Directions for this task -> Which lines in the records contain the word "shoulder"? Copy each of those lines in full, and treat uppercase and lowercase letters as different.

Point labeling examples ->
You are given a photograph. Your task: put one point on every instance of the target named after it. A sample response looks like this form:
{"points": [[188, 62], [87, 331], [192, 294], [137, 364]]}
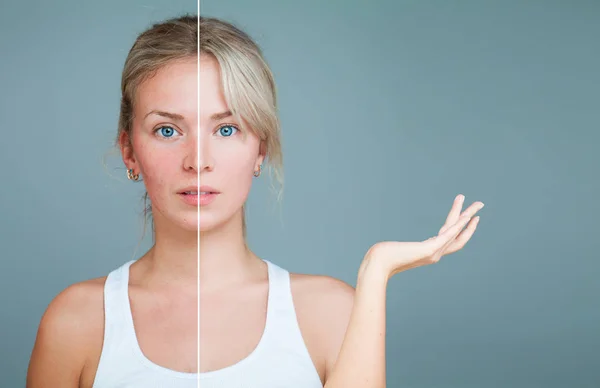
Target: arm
{"points": [[58, 355], [361, 360]]}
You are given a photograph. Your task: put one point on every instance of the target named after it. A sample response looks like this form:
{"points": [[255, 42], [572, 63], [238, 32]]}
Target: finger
{"points": [[436, 243], [454, 213], [464, 237]]}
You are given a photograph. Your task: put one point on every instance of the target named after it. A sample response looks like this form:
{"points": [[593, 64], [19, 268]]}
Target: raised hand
{"points": [[393, 256]]}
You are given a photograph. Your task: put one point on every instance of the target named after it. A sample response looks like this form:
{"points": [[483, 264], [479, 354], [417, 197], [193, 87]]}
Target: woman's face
{"points": [[229, 152], [165, 142]]}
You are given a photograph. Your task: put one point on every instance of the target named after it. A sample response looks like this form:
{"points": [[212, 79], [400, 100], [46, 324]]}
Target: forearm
{"points": [[361, 360]]}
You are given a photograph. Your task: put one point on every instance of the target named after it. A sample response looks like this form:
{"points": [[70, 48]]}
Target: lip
{"points": [[206, 199], [189, 188], [208, 189]]}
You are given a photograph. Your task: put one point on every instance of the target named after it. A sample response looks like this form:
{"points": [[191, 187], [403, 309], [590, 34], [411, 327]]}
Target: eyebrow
{"points": [[221, 116], [172, 116]]}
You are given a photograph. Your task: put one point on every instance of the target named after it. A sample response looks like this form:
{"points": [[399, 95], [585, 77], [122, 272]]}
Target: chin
{"points": [[209, 222]]}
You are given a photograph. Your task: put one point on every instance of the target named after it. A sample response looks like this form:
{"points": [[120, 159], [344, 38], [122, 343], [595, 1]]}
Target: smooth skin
{"points": [[361, 361], [343, 328]]}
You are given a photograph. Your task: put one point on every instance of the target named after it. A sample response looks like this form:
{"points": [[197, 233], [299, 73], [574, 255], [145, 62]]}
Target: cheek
{"points": [[236, 169], [159, 167]]}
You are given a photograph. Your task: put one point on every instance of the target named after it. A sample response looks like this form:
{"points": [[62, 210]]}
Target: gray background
{"points": [[389, 110], [67, 211]]}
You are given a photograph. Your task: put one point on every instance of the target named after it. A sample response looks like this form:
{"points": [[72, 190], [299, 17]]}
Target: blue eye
{"points": [[166, 131], [227, 130]]}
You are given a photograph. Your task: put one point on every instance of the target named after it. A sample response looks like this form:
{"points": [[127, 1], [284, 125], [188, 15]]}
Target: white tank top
{"points": [[280, 359]]}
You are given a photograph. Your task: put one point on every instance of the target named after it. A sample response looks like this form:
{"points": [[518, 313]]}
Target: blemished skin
{"points": [[163, 283], [343, 327]]}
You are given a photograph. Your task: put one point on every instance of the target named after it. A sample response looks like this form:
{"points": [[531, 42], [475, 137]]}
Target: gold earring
{"points": [[131, 176], [257, 173]]}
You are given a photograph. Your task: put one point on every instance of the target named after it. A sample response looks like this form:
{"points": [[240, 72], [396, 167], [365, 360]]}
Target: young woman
{"points": [[261, 326], [138, 326]]}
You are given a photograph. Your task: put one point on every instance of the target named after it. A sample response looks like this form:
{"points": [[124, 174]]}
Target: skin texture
{"points": [[163, 283]]}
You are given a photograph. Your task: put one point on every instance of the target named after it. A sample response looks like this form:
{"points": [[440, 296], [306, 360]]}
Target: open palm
{"points": [[397, 256]]}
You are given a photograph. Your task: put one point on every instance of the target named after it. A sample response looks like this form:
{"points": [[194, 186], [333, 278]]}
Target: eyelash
{"points": [[165, 126], [227, 125]]}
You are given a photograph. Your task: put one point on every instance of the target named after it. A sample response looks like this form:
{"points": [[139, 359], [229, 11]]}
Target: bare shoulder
{"points": [[323, 307], [321, 291], [68, 335]]}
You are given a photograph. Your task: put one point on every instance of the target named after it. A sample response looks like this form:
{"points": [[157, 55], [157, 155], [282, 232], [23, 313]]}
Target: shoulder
{"points": [[68, 331], [323, 305], [322, 291]]}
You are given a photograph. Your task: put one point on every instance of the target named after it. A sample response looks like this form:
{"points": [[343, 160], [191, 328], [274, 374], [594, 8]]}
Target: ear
{"points": [[127, 152], [262, 153]]}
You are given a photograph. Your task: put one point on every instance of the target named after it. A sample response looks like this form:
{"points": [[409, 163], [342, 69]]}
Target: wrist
{"points": [[372, 269]]}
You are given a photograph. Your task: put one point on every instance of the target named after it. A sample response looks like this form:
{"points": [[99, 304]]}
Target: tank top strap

Exercise result ->
Target: bare shoulder
Target: shoulder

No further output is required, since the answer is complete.